**INSTRUCTIONS FOR THE TASK**
Rewrite all of the material below, swapping "pixel coordinates" for "image coordinates" everywhere it occurs and leaving everything else untouched.

**PROVIDED ENTRIES**

=======

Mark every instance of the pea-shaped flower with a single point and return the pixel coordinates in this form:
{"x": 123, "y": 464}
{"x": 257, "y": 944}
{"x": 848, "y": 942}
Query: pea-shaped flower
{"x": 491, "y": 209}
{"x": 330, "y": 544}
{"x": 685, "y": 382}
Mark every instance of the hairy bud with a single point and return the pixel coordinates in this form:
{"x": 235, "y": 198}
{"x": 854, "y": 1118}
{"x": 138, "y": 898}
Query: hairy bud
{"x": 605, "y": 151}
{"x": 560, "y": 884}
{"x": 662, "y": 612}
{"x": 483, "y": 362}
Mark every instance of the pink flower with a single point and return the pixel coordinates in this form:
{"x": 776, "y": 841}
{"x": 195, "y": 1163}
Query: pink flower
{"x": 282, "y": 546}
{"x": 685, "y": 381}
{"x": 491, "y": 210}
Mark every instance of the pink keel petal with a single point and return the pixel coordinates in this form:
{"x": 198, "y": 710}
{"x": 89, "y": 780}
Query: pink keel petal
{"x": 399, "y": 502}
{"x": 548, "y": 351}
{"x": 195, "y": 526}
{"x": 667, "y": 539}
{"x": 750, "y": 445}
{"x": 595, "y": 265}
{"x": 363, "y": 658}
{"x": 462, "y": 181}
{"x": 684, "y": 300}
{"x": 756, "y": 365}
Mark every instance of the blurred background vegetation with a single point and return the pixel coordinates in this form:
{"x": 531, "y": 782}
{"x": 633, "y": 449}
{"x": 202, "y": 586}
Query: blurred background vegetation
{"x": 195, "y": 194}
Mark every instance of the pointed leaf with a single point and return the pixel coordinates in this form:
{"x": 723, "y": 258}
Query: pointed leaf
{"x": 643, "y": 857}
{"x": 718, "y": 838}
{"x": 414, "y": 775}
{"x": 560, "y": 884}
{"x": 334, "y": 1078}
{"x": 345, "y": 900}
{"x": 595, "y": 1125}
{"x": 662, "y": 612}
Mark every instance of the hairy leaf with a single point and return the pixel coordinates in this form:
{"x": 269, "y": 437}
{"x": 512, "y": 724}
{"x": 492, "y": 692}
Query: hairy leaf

=======

**THE REPLY**
Mark every instance of the pea-shaped flower with a single point and return the image coordinates in this form:
{"x": 123, "y": 464}
{"x": 257, "y": 944}
{"x": 848, "y": 942}
Query: pea-shaped flower
{"x": 491, "y": 209}
{"x": 330, "y": 544}
{"x": 685, "y": 382}
Mark every instance of the hairy bud with a single point and return the image coordinates in this form:
{"x": 235, "y": 198}
{"x": 854, "y": 1118}
{"x": 138, "y": 898}
Query: hairy bud
{"x": 605, "y": 151}
{"x": 560, "y": 884}
{"x": 662, "y": 612}
{"x": 483, "y": 362}
Mark every instance of the pink flower with a single point and return the image coordinates in this form:
{"x": 776, "y": 841}
{"x": 195, "y": 1163}
Query: pink flower
{"x": 282, "y": 546}
{"x": 685, "y": 381}
{"x": 491, "y": 210}
Mark every instance of the pink keel petal with a single point and return the image coordinates in this form:
{"x": 198, "y": 710}
{"x": 89, "y": 780}
Query: pink keel petal
{"x": 399, "y": 502}
{"x": 548, "y": 351}
{"x": 195, "y": 526}
{"x": 667, "y": 539}
{"x": 750, "y": 445}
{"x": 595, "y": 265}
{"x": 363, "y": 658}
{"x": 462, "y": 181}
{"x": 684, "y": 300}
{"x": 756, "y": 365}
Mark every instance of the blurred background vegetation with a single point and return the image coordinates in this form:
{"x": 531, "y": 782}
{"x": 633, "y": 449}
{"x": 202, "y": 586}
Query: blurred background vegetation
{"x": 195, "y": 194}
Mark every instance of the pointed leaf with a single point and return the image coordinates in this form:
{"x": 723, "y": 258}
Query: pointed leaf
{"x": 643, "y": 857}
{"x": 718, "y": 838}
{"x": 414, "y": 775}
{"x": 560, "y": 884}
{"x": 334, "y": 1078}
{"x": 345, "y": 900}
{"x": 595, "y": 1125}
{"x": 662, "y": 612}
Mark every instance of the hairy leaf with a single point and return the image coordinates in this form:
{"x": 269, "y": 437}
{"x": 512, "y": 724}
{"x": 492, "y": 692}
Query: hairy leaf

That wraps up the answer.